**Given instruction 1:** In the text about unions, what do current policies force management to do?
**Given instruction 2:** Retype the records from their start through the line that contains "[0, 264, 848, 468]", including that line. Leave the pictures out.

**Text shown:**
——
Yes. Kevin Carson has pointed out a number of state policies which place unionized workers at a disadvantage, compared to a purely free market. Nevertheless, current policies force management to bargain with a single union: regardless of “right to work” laws, workers cannot negotiate separate deals or form competing organizations within the workplace. This is a severe government interference, which makes organized labor much more collusive than it would otherwise be.
Jim Rootham: “@Nick As long as this is a nice little argument about models with no connection to reality, you can object to unions all you want. Move it out to the real world, where power relations are the key, you deserve the baseball bat between the eyes.”
That is exactly the sort of thuggish language and behaviour that is not at all acceptable, either on this blog, or in the real world.
Please retract that immediately, or stop commenting on this blog.
Unfortunately, the elephant in the room is that there is a relationship of power that underlies this entire discussion: the very wealthy versus the workers. ie, class. For that reason, people who make even well-intentioned arguments against unions must understand why they are viewed with considerable suspicion—ie, they are arguing the case for the powerful in our society and are often have a pulpit and social capital and credibility much greater than defenders of unions.
As the ongoing decline of labour in developed countries demonstrates. One side is backed into a corner and the other side must make the case that they really have the formula to make everyone‘s lives better and, more importantly, the political ability to make it happen.
That’s not the case, and economists shouldn’t really complain when pro-union people look at them as part of the counter-revolution.
Mandos: sorry. But the elephant in this room right now is the thuggish behaviour of people like Jim Rootham. And that is something all of us, including people who are pro-union, should complain about, and stop.
——
**Items:**
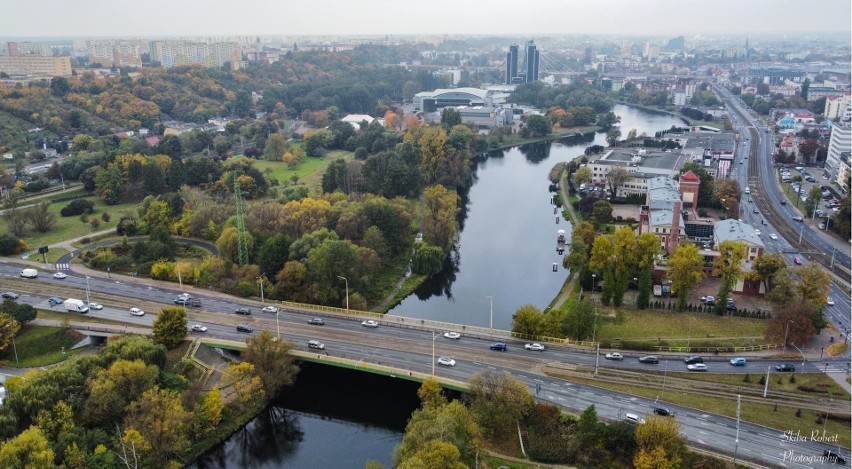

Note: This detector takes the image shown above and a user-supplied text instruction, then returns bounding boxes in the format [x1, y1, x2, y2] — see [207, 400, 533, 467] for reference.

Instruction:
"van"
[624, 413, 645, 424]
[21, 269, 38, 278]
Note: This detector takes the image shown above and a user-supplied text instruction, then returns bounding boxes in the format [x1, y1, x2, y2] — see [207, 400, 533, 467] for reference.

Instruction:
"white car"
[438, 357, 456, 366]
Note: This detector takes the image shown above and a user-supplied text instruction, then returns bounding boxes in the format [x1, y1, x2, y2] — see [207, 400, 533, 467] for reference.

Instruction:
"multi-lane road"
[716, 87, 852, 336]
[0, 264, 848, 468]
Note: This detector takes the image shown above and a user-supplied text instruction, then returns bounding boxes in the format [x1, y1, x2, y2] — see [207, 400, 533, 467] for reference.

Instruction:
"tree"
[420, 185, 459, 252]
[468, 371, 533, 439]
[606, 168, 633, 198]
[574, 166, 592, 184]
[125, 388, 191, 466]
[713, 241, 748, 314]
[153, 306, 187, 349]
[0, 313, 21, 352]
[512, 304, 545, 337]
[667, 244, 704, 311]
[0, 426, 55, 469]
[244, 331, 299, 398]
[591, 200, 612, 226]
[606, 128, 621, 147]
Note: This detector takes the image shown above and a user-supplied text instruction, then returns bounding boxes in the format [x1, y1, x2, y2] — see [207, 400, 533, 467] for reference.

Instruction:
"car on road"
[654, 406, 674, 417]
[822, 449, 846, 466]
[438, 357, 456, 366]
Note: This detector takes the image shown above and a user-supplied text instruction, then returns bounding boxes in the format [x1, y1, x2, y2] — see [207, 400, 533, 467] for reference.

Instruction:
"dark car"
[822, 449, 846, 465]
[654, 406, 674, 417]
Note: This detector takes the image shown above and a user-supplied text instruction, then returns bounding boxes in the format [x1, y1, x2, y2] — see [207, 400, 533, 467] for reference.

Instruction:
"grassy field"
[254, 150, 353, 189]
[570, 378, 852, 448]
[668, 370, 852, 400]
[0, 197, 139, 250]
[597, 308, 767, 345]
[0, 326, 83, 368]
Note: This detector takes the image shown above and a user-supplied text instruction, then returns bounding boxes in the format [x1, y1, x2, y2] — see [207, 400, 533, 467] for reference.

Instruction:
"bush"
[59, 199, 95, 217]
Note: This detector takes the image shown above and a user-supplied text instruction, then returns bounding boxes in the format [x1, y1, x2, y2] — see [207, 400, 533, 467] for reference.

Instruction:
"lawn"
[569, 378, 850, 448]
[0, 197, 139, 250]
[254, 150, 353, 189]
[597, 308, 767, 346]
[0, 326, 84, 368]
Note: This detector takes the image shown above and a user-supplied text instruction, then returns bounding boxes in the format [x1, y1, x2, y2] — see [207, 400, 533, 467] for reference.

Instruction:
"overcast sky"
[0, 0, 852, 37]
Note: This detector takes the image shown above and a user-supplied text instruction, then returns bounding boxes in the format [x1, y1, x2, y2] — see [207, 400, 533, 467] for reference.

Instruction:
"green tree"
[468, 371, 534, 440]
[153, 306, 187, 349]
[667, 244, 704, 311]
[244, 331, 299, 397]
[713, 241, 748, 314]
[125, 388, 191, 466]
[512, 304, 545, 337]
[0, 426, 56, 469]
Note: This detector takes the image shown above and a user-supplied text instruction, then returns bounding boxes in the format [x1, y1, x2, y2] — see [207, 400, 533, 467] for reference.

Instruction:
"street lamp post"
[486, 296, 494, 335]
[337, 275, 349, 314]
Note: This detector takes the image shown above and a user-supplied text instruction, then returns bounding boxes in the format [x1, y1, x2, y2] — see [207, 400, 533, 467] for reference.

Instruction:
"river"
[389, 105, 683, 330]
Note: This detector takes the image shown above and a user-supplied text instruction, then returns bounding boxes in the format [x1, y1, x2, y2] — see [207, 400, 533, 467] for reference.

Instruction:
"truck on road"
[62, 298, 89, 314]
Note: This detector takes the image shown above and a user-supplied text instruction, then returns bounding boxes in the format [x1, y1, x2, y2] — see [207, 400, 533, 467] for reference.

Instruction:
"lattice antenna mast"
[234, 174, 248, 265]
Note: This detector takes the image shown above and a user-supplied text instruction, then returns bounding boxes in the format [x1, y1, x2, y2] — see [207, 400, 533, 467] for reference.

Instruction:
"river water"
[195, 105, 682, 469]
[389, 105, 683, 330]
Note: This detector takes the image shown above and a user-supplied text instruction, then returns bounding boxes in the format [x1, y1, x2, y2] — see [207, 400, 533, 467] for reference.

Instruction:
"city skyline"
[0, 0, 852, 37]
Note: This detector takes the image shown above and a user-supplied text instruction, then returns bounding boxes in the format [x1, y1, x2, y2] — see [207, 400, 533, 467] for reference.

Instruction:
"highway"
[0, 263, 848, 468]
[716, 86, 852, 337]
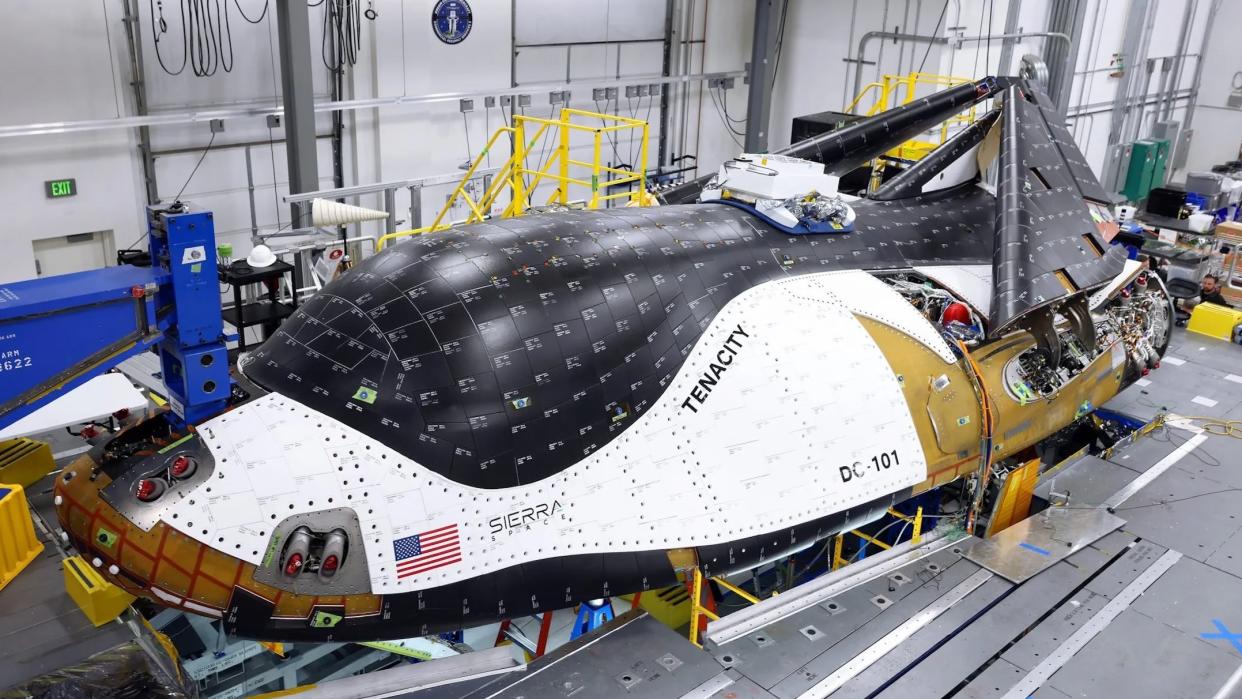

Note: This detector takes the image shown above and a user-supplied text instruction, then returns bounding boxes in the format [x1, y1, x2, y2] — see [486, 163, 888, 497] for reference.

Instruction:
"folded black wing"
[990, 86, 1125, 336]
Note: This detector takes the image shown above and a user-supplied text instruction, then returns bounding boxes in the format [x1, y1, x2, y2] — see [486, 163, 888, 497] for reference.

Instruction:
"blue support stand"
[147, 206, 232, 423]
[569, 600, 616, 641]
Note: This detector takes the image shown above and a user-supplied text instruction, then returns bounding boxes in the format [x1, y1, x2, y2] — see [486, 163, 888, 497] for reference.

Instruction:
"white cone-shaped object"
[311, 199, 388, 227]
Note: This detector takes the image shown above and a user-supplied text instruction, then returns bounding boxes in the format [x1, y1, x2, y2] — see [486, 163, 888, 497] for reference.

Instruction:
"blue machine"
[0, 204, 232, 427]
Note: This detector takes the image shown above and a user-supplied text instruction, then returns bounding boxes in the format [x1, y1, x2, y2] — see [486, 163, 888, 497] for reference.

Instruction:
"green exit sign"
[43, 178, 77, 199]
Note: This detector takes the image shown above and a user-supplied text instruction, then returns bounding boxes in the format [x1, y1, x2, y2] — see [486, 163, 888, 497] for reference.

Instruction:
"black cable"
[120, 132, 216, 251]
[233, 0, 270, 25]
[771, 0, 794, 89]
[720, 87, 749, 126]
[915, 0, 949, 73]
[173, 132, 216, 205]
[147, 0, 190, 76]
[708, 89, 746, 150]
[320, 0, 363, 73]
[148, 0, 235, 77]
[984, 0, 1001, 73]
[710, 89, 746, 135]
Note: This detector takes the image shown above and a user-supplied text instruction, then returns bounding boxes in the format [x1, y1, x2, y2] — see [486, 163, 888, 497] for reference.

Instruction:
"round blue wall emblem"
[431, 0, 474, 43]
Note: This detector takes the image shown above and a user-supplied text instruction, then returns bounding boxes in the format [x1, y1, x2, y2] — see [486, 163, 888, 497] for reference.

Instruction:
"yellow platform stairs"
[845, 73, 976, 191]
[376, 107, 652, 250]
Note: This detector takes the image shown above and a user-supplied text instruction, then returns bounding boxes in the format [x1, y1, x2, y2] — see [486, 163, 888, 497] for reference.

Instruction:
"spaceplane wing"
[56, 78, 1172, 641]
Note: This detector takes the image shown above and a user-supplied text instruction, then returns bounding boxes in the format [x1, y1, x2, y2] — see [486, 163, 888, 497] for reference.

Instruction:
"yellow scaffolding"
[832, 507, 923, 570]
[376, 107, 650, 250]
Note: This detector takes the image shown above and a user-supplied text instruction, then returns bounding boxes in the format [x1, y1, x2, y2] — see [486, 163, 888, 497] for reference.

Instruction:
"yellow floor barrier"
[63, 556, 134, 626]
[0, 484, 43, 590]
[0, 437, 56, 488]
[1186, 303, 1242, 341]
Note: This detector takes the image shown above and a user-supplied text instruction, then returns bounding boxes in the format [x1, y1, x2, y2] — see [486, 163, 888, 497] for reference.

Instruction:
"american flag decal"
[392, 524, 462, 580]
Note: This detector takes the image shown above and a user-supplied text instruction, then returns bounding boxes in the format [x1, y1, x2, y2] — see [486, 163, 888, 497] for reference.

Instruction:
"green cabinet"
[1122, 139, 1169, 201]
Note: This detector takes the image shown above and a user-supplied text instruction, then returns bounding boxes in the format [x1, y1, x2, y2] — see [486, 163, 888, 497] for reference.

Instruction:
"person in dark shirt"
[1199, 274, 1230, 308]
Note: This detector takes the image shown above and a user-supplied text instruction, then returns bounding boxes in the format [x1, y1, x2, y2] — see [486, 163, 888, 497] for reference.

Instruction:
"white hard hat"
[246, 245, 276, 268]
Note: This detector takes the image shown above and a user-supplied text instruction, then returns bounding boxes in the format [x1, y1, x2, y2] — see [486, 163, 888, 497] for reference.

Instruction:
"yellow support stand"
[689, 566, 759, 648]
[0, 484, 43, 590]
[832, 507, 923, 570]
[0, 437, 56, 488]
[1186, 303, 1242, 341]
[63, 556, 134, 626]
[987, 458, 1040, 536]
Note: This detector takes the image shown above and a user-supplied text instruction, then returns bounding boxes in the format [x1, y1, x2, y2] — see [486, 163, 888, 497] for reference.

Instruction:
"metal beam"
[745, 0, 787, 153]
[276, 0, 319, 227]
[123, 0, 159, 205]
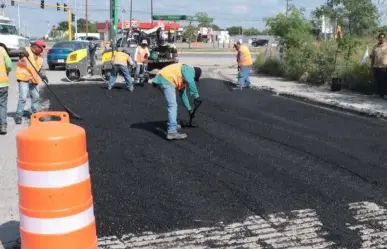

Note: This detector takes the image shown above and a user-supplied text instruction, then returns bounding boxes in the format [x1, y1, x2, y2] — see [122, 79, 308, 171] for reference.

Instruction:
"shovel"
[26, 57, 82, 120]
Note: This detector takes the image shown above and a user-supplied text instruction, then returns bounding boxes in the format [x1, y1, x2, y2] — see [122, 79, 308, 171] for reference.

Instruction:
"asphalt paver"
[44, 78, 387, 248]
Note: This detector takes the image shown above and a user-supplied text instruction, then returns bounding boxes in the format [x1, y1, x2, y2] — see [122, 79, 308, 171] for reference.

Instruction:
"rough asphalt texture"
[41, 78, 387, 248]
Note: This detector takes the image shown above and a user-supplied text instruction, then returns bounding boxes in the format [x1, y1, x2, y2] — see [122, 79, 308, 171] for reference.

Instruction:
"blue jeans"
[160, 84, 177, 133]
[0, 86, 8, 125]
[16, 81, 39, 117]
[109, 65, 133, 89]
[237, 66, 251, 88]
[134, 64, 147, 83]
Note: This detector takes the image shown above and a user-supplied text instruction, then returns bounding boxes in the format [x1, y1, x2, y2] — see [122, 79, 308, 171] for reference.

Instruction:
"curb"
[218, 70, 387, 120]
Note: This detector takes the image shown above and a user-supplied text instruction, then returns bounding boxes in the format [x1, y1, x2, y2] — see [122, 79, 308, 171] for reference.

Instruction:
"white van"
[0, 16, 30, 57]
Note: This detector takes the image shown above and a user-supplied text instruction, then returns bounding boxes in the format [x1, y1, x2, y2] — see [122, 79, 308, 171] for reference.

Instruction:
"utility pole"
[86, 0, 89, 36]
[17, 2, 21, 35]
[285, 0, 293, 17]
[74, 0, 78, 34]
[129, 0, 133, 29]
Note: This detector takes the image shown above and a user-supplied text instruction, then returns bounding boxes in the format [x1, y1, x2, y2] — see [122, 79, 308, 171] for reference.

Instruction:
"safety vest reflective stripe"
[136, 47, 148, 63]
[16, 48, 43, 84]
[113, 52, 129, 66]
[159, 63, 185, 90]
[0, 47, 8, 83]
[239, 45, 253, 66]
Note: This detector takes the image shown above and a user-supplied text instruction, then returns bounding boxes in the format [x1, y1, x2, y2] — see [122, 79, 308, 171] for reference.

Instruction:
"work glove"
[194, 98, 202, 107]
[19, 50, 30, 59]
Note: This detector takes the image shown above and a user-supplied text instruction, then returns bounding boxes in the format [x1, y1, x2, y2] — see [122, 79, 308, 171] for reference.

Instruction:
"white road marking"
[99, 209, 334, 249]
[349, 202, 387, 249]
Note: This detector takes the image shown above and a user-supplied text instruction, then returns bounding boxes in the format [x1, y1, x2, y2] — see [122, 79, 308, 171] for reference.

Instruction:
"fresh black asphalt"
[41, 79, 387, 248]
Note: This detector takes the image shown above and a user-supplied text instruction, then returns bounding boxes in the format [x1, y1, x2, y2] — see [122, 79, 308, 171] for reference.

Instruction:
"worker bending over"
[134, 40, 150, 84]
[234, 42, 253, 90]
[15, 40, 48, 124]
[0, 47, 12, 135]
[108, 49, 134, 92]
[153, 63, 202, 140]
——
**Expected answer 1:** They force management to bargain with a single union.

**Expected answer 2:**
Note: This detector takes the image shown above and a user-supplied text instruction, then returns bounding boxes in the format [x1, y1, x2, y2] — see [207, 400, 533, 467] for reference.

Instruction:
"van"
[624, 413, 645, 424]
[21, 269, 38, 278]
Note: This detector takes the image shown above and a user-supplied text instruction, then returns bounding boxes in the format [x1, y1, x2, y2] — see [207, 400, 533, 467] for reference.

Instruction:
"white car"
[438, 357, 456, 366]
Note: This detector takes the image shown above and a user-supplied text instruction, then returns bounding boxes in the format [x1, y1, x2, y2] — see [207, 400, 533, 467] for reference.

Instruction:
"multi-lane road"
[716, 87, 852, 336]
[0, 264, 848, 468]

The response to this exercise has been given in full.